> **TASK PROMPT**
Set out the lines of the records below as a JSON list of strings, one string per line, skipping any blank lines. Leave the pictures out of the list.

> **RECORDS PROVIDED**

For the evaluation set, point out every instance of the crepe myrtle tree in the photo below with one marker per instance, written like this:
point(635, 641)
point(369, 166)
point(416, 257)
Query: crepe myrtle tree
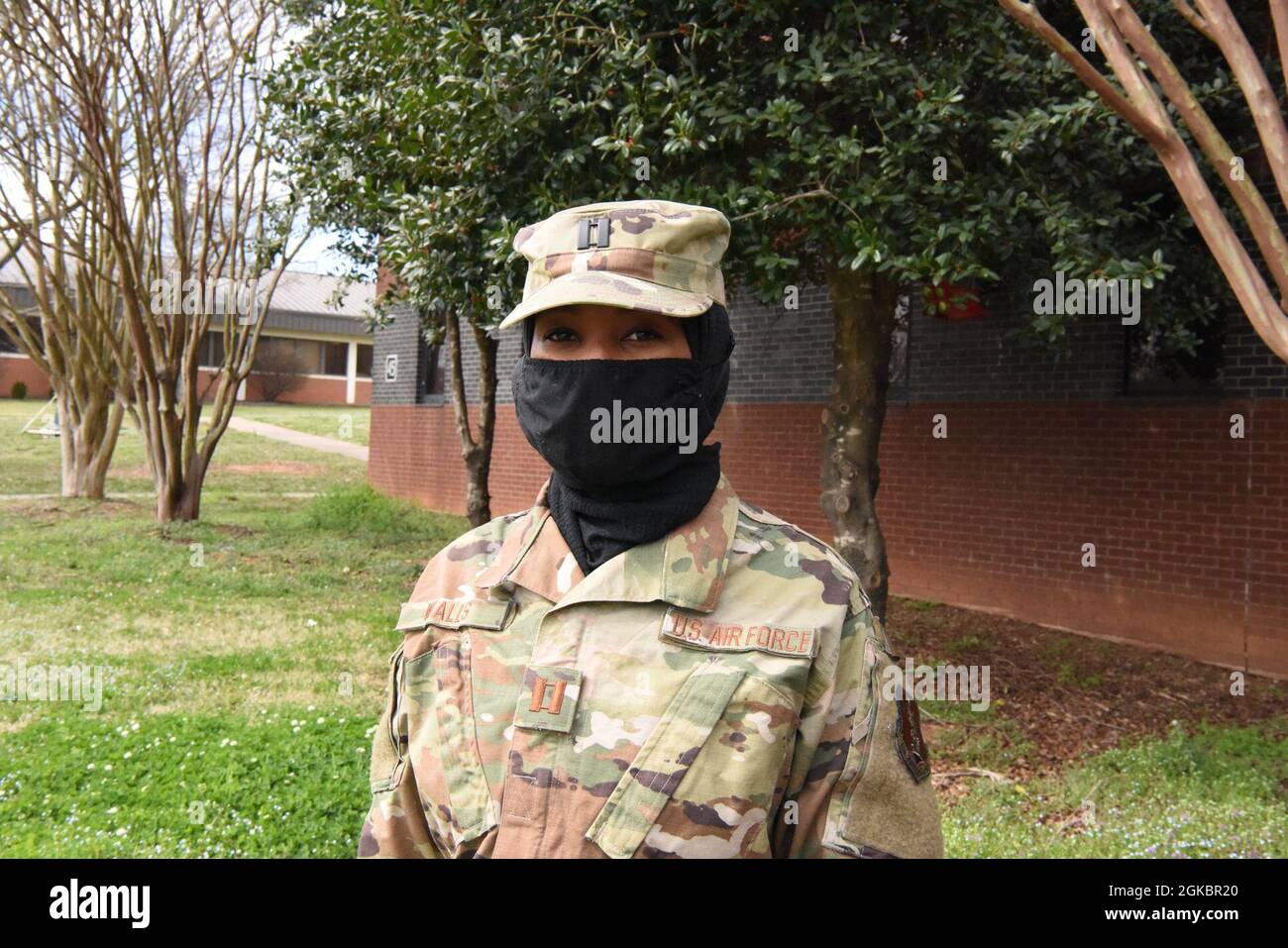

> **WRITTEN RESPONSE**
[
  "For the evaluation set, point out every instance of the crepe myrtle tree in the photo below with one marker per instance, written like this:",
  "point(635, 641)",
  "point(369, 166)",
  "point(416, 257)",
  "Query: crepe myrtle tree"
]